# 결정 트리

### 결정 트리 모델의 시각화

In [1]:
import pandas as pd
from sklearn.tree import DecisionTreeClassifier
from sklearn.datasets import load_iris
from sklearn.model_selection import train_test_split
from sklearn.model_selection import GridSearchCV
from sklearn.tree import export_graphviz
from sklearn.datasets import make_classification
from sklearn.metrics import accuracy_score
import matplotlib.pyplot as plt
%matplotlib inline
import graphviz
import warnings
warnings.filterwarnings('ignore')

In [2]:
dt_clf = DecisionTreeClassifier(random_state = 156)
iris_data = load_iris()
X_train, X_test, y_train, y_test = train_test_split(iris_data.data, iris_data.target, test_size = 0.2, random_state = 11)
dt_clf.fit(X_train, y_train)

DecisionTreeClassifier(random_state=156)

In [3]:
export_graphviz(dt_clf, out_file = "tree.dot", class_names = iris_data.target_names
                , feature_names = iris_data.feature_names, impurity = True, filled = True)

In [4]:
with open("tree.dot") as f:
    dot_graph = f.read()
    src = graphviz.Source(dot_graph)
    src.view()

### 결정 트리 실습 - 사용자 행동 인식 데이터 세트

In [5]:
feature_name_df = pd.read_csv('C:/Users/creade/data_science/파이썬 머신러닝 완벽 가이드/human_activity/human_activity/features.txt'
                              , sep = '\s+', header = None, names = ['column_index', 'column_name'])

feature_name = feature_name_df.iloc[:, 1].values.tolist()

In [6]:
feature_dup_df = feature_name_df.groupby('column_name').count()
print(feature_dup_df[feature_dup_df['column_index'] > 1].count())

column_index    42
dtype: int64


In [7]:
#원본 피처명에 _1 또는 _2를 추가로 부여해 새로운 피처명을 가지는 DataFrame을 반환
def get_new_feature_name_df(old_feature_name_df):
    feature_dup_df = pd.DataFrame(data = old_feature_name_df.groupby('column_name').cumcount(), columns = ['dup_cnt'])
    feature_dup_df = feature_dup_df.reset_index()
    new_feature_name_df = pd.merge(old_feature_name_df.reset_index(), feature_dup_df, how = 'outer')
    new_feature_name_df['column_name'] = new_feature_name_df[['column_name', 'dup_cnt']].apply(lambda x : x[0] + '_' + str(x[1]) if x[1] > 0 else x[0], axis = 1)
    new_feature_name_df = new_feature_name_df.drop(['index'], axis = 1)
○ ○ ○ ○ ○
▶ 연습 과제
1 – 다음 (a), (b), (c)가 위 결정 트리 코드와 일치하는지 각각 예 또는 아니요로 답하고, 판단 근거가 되는 코드 부분을 그대로 인용하세요. (a) 결정 트리 분류기의 random_state는 156이다. (b) 학습·테스트 데이터 분할에서 테스트 비율은 30%이다. (c) export_graphviz 호출에서 filled 값은 True이다.
2 – 위 결정 트리 코드에서 features.txt를 읽을 때 지정한 두 열의 이름은 무엇인가요?
3 – 위 결정 트리 코드를 마지막 줄 다음부터 이어서 작성하세요.
○ ○ ○ ○ ○
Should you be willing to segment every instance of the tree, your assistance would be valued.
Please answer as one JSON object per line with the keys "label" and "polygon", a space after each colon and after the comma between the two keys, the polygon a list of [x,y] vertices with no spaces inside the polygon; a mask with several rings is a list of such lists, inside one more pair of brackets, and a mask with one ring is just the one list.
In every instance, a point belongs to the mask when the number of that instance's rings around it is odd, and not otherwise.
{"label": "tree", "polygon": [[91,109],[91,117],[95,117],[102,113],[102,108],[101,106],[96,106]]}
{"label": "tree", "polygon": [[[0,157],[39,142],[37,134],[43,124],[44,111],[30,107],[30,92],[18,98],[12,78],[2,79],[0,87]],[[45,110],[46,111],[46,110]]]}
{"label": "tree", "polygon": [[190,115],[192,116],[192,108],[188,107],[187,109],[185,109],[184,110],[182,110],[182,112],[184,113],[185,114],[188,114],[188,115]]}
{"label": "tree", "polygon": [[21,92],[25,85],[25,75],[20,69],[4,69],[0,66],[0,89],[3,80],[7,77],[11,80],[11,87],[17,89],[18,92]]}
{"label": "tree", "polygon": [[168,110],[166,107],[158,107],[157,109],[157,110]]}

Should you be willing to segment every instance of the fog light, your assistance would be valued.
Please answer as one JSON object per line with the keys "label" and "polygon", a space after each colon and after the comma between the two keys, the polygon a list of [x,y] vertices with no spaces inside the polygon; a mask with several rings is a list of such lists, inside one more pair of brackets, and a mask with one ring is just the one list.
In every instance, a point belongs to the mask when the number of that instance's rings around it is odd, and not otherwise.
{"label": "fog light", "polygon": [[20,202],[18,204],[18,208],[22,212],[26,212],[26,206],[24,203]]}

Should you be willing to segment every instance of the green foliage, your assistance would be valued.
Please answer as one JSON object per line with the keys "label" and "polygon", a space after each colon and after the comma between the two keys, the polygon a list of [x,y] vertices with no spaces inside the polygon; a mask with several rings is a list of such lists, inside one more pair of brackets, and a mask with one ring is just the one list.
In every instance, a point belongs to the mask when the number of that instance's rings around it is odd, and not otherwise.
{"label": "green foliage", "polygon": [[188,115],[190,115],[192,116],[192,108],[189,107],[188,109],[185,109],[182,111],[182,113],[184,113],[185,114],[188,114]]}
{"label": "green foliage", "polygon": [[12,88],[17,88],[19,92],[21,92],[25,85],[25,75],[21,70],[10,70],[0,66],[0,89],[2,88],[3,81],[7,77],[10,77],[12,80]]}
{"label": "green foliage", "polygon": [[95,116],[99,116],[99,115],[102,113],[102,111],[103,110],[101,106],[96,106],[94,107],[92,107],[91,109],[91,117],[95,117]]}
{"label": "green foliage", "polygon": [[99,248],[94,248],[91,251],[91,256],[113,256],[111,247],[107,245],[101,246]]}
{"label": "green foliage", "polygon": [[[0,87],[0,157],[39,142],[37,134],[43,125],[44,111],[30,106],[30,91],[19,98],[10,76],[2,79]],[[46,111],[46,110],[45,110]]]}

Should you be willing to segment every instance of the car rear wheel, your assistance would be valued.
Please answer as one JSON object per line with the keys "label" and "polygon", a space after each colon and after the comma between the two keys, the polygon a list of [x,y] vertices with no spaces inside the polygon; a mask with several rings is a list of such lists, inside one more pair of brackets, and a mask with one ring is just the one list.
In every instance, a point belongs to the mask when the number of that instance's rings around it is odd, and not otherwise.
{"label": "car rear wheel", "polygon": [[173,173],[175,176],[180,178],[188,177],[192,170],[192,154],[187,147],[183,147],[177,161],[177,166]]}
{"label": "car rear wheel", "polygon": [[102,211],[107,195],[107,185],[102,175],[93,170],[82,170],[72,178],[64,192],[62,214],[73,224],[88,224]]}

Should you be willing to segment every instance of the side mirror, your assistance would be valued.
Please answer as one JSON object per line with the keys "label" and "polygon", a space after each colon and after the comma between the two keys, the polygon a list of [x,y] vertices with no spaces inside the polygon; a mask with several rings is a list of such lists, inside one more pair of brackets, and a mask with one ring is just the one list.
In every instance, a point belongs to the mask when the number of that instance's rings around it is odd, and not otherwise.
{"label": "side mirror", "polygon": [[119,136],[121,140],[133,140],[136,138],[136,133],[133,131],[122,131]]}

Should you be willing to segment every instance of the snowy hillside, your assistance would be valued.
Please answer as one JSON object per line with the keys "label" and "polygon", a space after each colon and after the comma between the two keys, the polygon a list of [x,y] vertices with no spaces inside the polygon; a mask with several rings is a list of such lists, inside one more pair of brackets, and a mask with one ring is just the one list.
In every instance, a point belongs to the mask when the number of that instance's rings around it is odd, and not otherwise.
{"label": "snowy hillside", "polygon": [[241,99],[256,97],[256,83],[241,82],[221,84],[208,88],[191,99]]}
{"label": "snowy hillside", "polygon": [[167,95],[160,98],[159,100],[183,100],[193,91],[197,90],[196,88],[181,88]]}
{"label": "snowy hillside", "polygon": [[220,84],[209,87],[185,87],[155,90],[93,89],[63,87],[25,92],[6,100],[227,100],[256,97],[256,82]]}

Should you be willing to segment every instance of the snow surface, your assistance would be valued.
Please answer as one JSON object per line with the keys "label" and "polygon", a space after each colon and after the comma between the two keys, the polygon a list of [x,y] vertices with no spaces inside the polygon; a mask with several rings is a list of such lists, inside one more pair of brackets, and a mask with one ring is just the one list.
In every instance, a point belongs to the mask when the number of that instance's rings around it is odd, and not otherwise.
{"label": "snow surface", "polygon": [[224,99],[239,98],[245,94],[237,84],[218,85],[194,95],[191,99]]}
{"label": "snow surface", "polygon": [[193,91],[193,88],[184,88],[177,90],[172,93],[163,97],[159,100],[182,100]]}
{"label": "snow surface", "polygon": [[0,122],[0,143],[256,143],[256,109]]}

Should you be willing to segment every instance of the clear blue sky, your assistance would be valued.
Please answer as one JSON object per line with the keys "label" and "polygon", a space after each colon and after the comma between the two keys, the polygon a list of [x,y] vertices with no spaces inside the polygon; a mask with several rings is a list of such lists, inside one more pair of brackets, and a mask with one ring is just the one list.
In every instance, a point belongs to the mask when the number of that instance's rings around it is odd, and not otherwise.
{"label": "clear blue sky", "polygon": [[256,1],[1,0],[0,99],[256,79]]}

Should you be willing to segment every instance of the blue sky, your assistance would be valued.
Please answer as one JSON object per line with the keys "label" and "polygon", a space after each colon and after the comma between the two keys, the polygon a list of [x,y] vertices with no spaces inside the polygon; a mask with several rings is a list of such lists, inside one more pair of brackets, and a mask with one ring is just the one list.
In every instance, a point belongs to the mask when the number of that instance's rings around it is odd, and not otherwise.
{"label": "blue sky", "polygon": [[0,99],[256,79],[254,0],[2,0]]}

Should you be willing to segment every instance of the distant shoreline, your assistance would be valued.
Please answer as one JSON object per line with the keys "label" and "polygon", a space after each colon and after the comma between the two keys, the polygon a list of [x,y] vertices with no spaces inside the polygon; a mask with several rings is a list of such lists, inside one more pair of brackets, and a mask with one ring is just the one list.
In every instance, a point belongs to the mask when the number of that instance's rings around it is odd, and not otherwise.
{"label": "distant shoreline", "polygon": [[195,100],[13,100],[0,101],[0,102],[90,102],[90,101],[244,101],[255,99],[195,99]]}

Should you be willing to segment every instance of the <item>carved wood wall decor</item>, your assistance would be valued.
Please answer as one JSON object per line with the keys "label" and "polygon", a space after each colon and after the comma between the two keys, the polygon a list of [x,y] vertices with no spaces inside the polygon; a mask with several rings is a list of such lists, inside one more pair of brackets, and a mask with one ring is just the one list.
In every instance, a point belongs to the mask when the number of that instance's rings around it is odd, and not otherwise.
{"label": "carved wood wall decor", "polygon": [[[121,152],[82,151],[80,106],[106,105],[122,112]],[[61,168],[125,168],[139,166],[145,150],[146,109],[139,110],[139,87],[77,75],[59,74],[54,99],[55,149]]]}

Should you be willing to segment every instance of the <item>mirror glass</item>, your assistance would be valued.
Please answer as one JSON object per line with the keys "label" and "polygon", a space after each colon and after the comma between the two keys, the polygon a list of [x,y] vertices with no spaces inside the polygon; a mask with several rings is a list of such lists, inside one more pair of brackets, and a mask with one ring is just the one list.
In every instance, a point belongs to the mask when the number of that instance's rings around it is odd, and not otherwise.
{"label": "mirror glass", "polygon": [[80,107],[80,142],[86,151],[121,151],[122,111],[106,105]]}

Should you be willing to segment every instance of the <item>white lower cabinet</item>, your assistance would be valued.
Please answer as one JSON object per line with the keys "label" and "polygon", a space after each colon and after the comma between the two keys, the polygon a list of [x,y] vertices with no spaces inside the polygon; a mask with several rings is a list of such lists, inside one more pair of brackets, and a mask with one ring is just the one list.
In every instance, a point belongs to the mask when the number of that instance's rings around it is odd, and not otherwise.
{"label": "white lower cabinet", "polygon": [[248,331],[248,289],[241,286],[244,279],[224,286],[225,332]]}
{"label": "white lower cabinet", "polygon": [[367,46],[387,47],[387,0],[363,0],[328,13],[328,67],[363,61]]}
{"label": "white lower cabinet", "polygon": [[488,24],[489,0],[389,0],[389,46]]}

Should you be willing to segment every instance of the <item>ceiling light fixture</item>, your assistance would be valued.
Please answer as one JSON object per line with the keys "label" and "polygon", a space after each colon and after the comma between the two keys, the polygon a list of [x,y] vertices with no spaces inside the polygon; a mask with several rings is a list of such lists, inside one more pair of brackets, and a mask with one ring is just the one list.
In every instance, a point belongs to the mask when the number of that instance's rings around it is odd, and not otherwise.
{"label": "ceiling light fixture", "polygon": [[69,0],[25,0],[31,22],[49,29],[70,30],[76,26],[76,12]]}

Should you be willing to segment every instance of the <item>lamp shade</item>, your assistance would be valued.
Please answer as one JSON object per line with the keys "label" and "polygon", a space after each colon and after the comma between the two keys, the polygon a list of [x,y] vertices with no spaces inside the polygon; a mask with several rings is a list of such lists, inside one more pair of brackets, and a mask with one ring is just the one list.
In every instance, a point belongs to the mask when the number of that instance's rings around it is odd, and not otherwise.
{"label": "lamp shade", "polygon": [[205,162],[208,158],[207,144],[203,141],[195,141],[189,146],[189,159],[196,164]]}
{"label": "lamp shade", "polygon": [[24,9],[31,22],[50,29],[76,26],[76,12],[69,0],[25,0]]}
○ ○ ○ ○ ○
▶ 답변
1 –
(a) 예: "DecisionTreeClassifier(random_state = 156)"
(b) 아니요: "test_size = 0.2"
(c) 예: "filled = True"

2 – 'column_index'와 'column_name'입니다.

3 –
    return new_feature_name_df

In [8]:
def get_human_dataset():
    
    feature_name_df = pd.read_csv('C:/Users/creade/data_science/파이썬 머신러닝 완벽 가이드/human_activity/human_activity/features.txt'
                                 , sep = '\s+', header = None, names = ['column_index', 'column_name'])
    
    new_feature_name_df = get_new_feature_name_df(feature_name_df)
    feature_name = new_feature_name_df.iloc[:, 1].values.tolist()
    
    X_train = pd.read_csv('C:/Users/creade/data_science/파이썬 머신러닝 완벽 가이드/human_activity/human_activity/train/X_train.txt'
                         , sep = "\s+", names = feature_name)
    X_test = pd.read_csv('C:/Users/creade/data_science/파이썬 머신러닝 완벽 가이드/human_activity/human_activity/test/X_test.txt'
                         , sep = "\s+", names = feature_name)
    y_train = pd.read_csv('C:/Users/creade/data_science/파이썬 머신러닝 완벽 가이드/human_activity/human_activity/train/y_train.txt'
                         , sep = "\s+", header = None, names = ['action'])
    y_test = pd.read_csv('C:/Users/creade/data_science/파이썬 머신러닝 완벽 가이드/human_activity/human_activity/test/y_test.txt'
                         , sep = "\s+", header = None, names = ['action'])
    
    return X_train, X_test, y_train, y_test

X_train, X_test, y_train, y_test = get_human_dataset()

In [9]:
X_train.info()

<class 'pandas.core.frame.DataFrame'>
RangeIndex: 7352 entries, 0 to 7351
Columns: 561 entries, tBodyAcc-mean()-X to angle(Z,gravityMean)
dtypes: float64(561)
memory usage: 31.5 MB


In [10]:
y_train['action'].value_counts()

6    1407
5    1374
4    1286
1    1226
2    1073
3     986
Name: action, dtype: int64

In [11]:
dt_clf = DecisionTreeClassifier(random_state = 156)
dt_clf.fit(X_train, y_train)
pred = dt_clf.predict(X_test)
accuracy = accuracy_score(y_test, pred)
print('의사 결정 트리 정확도: {0:.4f}'.format(accuracy))

의사 결정 트리 정확도: 0.8548


In [12]:
params = {'max_depth' : [6, 8, 10, 12, 16, 20, 24]}

grid_cv = GridSearchCV(dt_clf, param_grid = params, scoring = 'accuracy', cv = 5, verbose = 1)
grid_cv.fit(X_train, y_train)
print('GridSearchCV 최고 평균 정확도 수치 : {0:.4f}'.format(grid_cv.best_score_))
print('GridSearchCV 최적 하이퍼 파라미터 :',grid_cv.best_params_)

Fitting 5 folds for each of 7 candidates, totalling 35 fits
GridSearchCV 최고 평균 정확도 수치 : 0.8513
GridSearchCV 최적 하이퍼 파라미터 : {'max_depth': 16}


In [13]:
cv_result_df = pd.DataFrame(grid_cv.cv_results_)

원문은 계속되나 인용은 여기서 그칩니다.